▸ **TASK PROMPT**
Without changing anything, reproduce every record below.

Top of GIVEN ENTRIES

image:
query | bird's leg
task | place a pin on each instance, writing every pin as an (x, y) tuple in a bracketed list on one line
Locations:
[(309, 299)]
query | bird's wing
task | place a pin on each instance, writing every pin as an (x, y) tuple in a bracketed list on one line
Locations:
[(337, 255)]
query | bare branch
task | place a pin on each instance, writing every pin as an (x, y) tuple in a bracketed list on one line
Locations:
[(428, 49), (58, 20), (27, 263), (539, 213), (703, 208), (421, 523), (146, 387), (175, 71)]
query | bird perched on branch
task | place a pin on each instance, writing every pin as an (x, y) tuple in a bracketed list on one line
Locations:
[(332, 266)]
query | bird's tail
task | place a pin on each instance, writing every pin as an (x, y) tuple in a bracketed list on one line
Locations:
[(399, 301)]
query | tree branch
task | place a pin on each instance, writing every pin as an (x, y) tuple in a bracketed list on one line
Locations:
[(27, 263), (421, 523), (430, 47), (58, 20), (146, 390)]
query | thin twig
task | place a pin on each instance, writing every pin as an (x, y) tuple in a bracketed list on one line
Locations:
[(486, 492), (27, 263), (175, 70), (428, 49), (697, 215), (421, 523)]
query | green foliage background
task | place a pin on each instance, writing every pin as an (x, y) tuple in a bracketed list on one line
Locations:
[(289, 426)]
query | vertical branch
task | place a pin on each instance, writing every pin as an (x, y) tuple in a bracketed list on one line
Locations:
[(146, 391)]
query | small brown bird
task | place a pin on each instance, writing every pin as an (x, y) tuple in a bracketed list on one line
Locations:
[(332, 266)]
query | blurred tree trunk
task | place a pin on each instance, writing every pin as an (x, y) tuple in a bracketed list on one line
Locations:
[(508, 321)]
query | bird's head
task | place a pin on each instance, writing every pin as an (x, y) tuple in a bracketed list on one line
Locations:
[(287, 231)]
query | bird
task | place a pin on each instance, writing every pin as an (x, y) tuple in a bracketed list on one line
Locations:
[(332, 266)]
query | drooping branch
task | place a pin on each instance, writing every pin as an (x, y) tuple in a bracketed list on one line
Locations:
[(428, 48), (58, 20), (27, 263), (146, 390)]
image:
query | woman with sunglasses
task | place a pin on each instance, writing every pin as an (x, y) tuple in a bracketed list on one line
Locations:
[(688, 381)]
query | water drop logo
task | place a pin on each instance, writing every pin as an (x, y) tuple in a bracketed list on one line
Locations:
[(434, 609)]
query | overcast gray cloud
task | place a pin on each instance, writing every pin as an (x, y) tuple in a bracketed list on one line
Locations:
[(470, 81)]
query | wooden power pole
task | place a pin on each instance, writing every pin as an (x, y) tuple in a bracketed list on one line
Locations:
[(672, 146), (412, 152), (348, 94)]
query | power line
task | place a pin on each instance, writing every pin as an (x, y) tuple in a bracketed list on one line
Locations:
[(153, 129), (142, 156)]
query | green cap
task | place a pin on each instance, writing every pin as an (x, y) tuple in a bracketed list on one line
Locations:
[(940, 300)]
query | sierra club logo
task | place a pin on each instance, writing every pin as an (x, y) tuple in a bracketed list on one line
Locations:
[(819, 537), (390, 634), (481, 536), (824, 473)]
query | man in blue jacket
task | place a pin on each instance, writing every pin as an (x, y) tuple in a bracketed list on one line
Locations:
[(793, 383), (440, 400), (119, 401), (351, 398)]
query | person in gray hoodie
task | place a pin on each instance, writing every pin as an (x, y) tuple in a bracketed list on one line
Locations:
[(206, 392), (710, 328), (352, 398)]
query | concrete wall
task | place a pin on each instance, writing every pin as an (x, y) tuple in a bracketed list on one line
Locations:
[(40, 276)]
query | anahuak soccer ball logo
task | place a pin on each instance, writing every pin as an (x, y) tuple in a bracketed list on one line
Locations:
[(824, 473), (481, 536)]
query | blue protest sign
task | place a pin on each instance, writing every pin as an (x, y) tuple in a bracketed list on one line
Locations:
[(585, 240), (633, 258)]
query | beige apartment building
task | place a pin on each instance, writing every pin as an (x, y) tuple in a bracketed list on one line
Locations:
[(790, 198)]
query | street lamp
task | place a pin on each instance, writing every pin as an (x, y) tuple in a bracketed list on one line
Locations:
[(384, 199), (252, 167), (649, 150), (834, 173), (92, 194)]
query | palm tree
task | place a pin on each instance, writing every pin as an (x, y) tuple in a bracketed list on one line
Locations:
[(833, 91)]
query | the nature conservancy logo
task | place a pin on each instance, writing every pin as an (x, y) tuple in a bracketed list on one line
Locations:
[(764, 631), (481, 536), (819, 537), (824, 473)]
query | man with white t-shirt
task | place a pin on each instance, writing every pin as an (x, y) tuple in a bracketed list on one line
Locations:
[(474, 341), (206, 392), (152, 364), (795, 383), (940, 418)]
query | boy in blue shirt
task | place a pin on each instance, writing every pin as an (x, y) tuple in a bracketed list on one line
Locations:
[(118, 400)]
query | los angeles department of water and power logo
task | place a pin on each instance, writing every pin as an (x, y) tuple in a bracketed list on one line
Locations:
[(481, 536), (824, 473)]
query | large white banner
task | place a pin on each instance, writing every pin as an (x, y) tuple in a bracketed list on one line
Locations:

Bottom of GIVEN ENTRIES

▸ **WRITTEN SOLUTION**
image:
query | bird's leg
task | place a pin on each instance, writing every pin as an (x, y) tuple in a bracketed list on one line
Locations:
[(309, 299)]
query | bird's wing
task | place a pin on each instance, writing every pin as an (x, y) tuple in a bracketed list on one line
Locations:
[(337, 255)]
query | bare branch
task | place a pin on each instance, writing every pin as an (x, y) tuple in a bracketed list on one line
Locations:
[(428, 49), (58, 20), (27, 263), (539, 213), (703, 208), (421, 523), (146, 387), (175, 71)]
query | bird perched on branch
task | place a pin on each instance, writing every pin as an (x, y) tuple in a bracketed list on one line
Locations:
[(332, 266)]
query | bird's tail
task | place a pin on each instance, writing every pin as an (x, y) tuple in a bracketed list on one line
Locations:
[(399, 301)]
query | tree branch
task | place a pin on each instance, writing every pin as an (x, y) tuple in a bracketed list on one line
Locations:
[(27, 263), (421, 523), (430, 47), (58, 20), (146, 390)]
query | thin twig
task | place a pin on each instance, writing every pin as an (x, y) tuple in a bracketed list on one line
Locations:
[(486, 492), (27, 263), (175, 70), (428, 49), (697, 215), (421, 523)]
query | green foliage background
task | place a pin on each instance, writing every pin as an (x, y) tuple in a bracketed list on one line
Locations:
[(289, 426)]
query | vertical branch
task | place a pin on each instance, writing every pin as an (x, y) tuple in a bracketed list on one line
Locations:
[(146, 391)]
query | small brown bird
task | place a pin on each instance, writing every pin as an (x, y) tuple in a bracketed list on one line
Locations:
[(332, 266)]
query | blurred tree trunk
task | place a pin on each instance, writing every pin as an (x, y) tuple in a bracketed list on one line
Locations:
[(508, 321)]
query | bird's head
task | place a pin on each instance, writing every pin as an (x, y) tuple in a bracketed list on one line
Locations:
[(287, 231)]
query | bird
task | place a pin on each instance, writing every pin as an (x, y) tuple in a bracketed list on one line
Locations:
[(332, 266)]
query | drooping branch
task | place a pin on each instance, writing every pin as an (x, y) tuple in a bracketed list on one line
Locations:
[(428, 48), (58, 20), (27, 263), (146, 390)]
image:
query | woman with sunglasses
task | place a pin on each instance, writing every pin as an (x, y) tuple in a bracketed list on one line
Locations:
[(688, 381)]
query | water drop logo
task | place a pin on each instance, writing every pin as an (x, y) tuple in a bracketed list on one line
Locations:
[(434, 609)]
query | overcast gray cloud
task | place a pin on each instance, writing every pin as an (x, y) tuple in a bracketed list on one line
Locations:
[(470, 81)]
query | wooden power pole
task | place a pin on each instance, writing every pin as an (x, y) tuple in a bracketed list on one line
Locations:
[(672, 146), (412, 152), (348, 94)]
query | power line
task | place a pin on each instance, writing every pin as an (x, y) tuple in a bracketed list on one line
Locations:
[(153, 129), (142, 156)]
query | green cap
task | place a pin on each instance, writing every pin as an (x, y) tuple in a bracketed list on one line
Locations:
[(940, 300)]
query | sierra club logo
task | place a pin on each instance, writing every pin as an (x, y) tuple in a bracketed list on one line
Locations:
[(819, 537), (390, 634), (481, 536), (824, 473)]
query | man in blue jacket
task | place a pin on each instance, writing every pin as an (x, y) tuple in a bracketed list on one line
Locations:
[(793, 383), (440, 400), (119, 401), (351, 398)]
query | person in gray hoodie
task | place a pin on each instance, writing every pin as an (x, y) tuple in a bracketed list on one line
Locations:
[(206, 392), (710, 328), (352, 398)]
query | concrete wall
task | place a pin on each instance, writing every pin as an (x, y) tuple in a bracketed list on one line
Locations:
[(40, 276)]
query | anahuak soccer ball logo
task | place a pin on each instance, writing every pin as an (x, y) tuple in a bracketed list on one line
Locations:
[(824, 473), (481, 536)]
query | blue protest sign
task | place a pin on each instance, writing every pin as an (x, y) tuple in a bracketed list on one line
Locations:
[(585, 240), (633, 258)]
query | beige apartment building
task | place a pin on each instance, writing every pin as an (x, y) tuple in a bracketed list on one line
Locations:
[(790, 198)]
query | street lamp
task | place a pin on each instance, writing every pin as an (x, y) tuple in a bracketed list on one line
Locations:
[(384, 199), (252, 167), (649, 150), (834, 173), (92, 194)]
query | palm tree
task | place a pin on each instance, writing every pin as an (x, y) tuple in a bracketed list on one line
Locations:
[(833, 91)]
query | the nature conservancy logo
task | place a pin on each instance, writing every pin as an (x, y) tuple in a bracketed list on one line
Locations:
[(764, 631), (481, 536), (819, 537), (824, 473)]
query | man with white t-shirt
task | place a pin on each instance, writing every pin as an (x, y) tuple in a bracketed list on one line
Locations:
[(474, 341), (206, 392), (152, 364), (795, 383), (940, 418)]
query | boy in blue shirt
task | place a pin on each instance, writing every pin as an (x, y) tuple in a bracketed list on one line
Locations:
[(118, 400)]
query | los angeles department of water and power logo
task | place a pin on each instance, writing every pin as an (x, y) tuple in a bracketed list on one line
Locations:
[(481, 536), (824, 473)]
query | large white banner
task | place a pin on each instance, writing every pin as an (x, y) tuple in a bracketed list on one line
Locations:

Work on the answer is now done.